TASK DESCRIPTION: Report each line of the entries that contains the word "black", copied in full.

(Saved data entries)
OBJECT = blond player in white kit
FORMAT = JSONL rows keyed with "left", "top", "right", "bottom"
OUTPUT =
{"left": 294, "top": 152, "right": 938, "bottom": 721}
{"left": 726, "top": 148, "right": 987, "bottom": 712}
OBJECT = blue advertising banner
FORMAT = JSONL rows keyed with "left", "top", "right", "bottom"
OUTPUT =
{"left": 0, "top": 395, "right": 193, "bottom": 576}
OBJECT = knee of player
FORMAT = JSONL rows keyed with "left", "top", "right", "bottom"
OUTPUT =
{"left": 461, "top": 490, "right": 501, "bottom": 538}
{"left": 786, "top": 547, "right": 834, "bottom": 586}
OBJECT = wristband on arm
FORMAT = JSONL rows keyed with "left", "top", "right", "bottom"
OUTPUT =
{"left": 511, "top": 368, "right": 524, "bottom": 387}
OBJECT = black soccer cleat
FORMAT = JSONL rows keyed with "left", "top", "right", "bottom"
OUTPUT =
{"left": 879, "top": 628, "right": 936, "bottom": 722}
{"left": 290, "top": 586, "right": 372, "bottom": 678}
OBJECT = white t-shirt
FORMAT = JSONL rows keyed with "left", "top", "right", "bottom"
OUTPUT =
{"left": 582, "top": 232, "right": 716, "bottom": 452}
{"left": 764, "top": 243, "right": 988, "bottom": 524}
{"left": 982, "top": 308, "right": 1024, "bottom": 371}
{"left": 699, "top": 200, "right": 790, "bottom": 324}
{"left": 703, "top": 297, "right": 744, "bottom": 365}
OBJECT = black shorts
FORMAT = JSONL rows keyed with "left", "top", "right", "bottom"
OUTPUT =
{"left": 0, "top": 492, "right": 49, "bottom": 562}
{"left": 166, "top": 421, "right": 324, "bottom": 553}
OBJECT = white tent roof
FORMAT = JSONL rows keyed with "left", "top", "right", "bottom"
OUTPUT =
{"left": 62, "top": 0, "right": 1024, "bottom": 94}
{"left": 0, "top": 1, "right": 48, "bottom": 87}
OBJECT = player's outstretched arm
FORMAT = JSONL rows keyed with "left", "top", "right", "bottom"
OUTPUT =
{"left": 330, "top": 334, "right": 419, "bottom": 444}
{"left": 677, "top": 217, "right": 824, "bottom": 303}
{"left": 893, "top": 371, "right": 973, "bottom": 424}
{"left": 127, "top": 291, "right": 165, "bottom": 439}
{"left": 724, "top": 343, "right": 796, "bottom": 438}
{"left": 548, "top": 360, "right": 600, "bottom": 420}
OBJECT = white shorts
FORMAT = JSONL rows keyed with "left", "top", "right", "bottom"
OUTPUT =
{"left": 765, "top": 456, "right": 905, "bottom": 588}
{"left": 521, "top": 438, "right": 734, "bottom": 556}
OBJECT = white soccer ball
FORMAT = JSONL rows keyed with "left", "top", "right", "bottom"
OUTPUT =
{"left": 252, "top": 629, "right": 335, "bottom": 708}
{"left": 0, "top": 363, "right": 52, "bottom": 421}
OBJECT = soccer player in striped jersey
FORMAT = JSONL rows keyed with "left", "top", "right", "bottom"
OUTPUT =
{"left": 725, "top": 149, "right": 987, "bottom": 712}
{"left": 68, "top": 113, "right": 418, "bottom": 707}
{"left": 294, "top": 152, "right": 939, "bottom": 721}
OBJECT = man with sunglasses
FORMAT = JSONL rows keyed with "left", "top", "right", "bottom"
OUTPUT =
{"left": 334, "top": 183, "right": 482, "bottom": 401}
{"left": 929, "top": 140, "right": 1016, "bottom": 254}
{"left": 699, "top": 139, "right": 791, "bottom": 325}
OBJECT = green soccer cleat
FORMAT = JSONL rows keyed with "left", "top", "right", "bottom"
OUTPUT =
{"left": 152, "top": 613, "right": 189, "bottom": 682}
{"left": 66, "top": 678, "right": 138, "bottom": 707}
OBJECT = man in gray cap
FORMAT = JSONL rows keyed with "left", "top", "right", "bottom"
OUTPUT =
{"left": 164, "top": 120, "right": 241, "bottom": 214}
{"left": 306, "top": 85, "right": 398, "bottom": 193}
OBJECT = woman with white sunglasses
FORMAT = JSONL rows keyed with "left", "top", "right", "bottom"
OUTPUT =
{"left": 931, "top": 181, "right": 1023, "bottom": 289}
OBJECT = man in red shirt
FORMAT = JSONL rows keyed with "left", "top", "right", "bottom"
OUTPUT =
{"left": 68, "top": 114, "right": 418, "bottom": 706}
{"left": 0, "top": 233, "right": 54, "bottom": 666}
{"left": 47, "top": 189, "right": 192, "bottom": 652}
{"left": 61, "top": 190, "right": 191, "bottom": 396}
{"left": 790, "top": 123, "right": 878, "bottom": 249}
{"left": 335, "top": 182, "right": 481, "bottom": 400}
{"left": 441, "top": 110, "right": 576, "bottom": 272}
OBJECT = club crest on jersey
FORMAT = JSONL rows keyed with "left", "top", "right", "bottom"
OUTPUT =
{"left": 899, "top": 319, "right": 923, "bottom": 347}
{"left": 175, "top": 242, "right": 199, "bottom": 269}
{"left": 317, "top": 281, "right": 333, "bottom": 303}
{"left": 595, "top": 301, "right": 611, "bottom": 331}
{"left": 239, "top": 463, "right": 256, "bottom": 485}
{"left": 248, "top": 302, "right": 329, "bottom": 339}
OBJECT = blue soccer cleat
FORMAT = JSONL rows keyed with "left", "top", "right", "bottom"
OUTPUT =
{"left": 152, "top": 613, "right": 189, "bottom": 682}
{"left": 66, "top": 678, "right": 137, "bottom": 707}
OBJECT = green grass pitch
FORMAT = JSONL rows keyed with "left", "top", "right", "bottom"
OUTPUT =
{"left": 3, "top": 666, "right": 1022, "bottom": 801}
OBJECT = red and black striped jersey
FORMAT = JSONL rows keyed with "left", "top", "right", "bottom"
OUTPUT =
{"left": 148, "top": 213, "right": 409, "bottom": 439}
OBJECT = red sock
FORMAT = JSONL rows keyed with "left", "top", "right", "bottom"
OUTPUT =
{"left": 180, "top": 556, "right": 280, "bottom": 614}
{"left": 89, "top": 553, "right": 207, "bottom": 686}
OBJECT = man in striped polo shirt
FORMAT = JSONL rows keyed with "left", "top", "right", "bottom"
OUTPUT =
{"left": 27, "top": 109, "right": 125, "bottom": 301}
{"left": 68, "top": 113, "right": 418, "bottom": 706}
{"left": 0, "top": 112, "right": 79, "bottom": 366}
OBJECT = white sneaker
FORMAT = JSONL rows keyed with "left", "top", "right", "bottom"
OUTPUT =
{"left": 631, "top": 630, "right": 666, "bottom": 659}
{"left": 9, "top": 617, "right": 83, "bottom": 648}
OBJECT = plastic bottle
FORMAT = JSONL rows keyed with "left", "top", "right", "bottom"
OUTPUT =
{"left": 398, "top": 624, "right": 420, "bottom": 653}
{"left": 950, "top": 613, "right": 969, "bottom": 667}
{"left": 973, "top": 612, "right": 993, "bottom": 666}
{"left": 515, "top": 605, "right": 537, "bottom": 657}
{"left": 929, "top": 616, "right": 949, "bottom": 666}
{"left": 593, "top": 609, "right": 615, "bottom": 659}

ANSWER TO THIS EXERCISE:
OBJECT = black soccer cleat
OBJECT = black shorts
OBJECT = red and black striped jersey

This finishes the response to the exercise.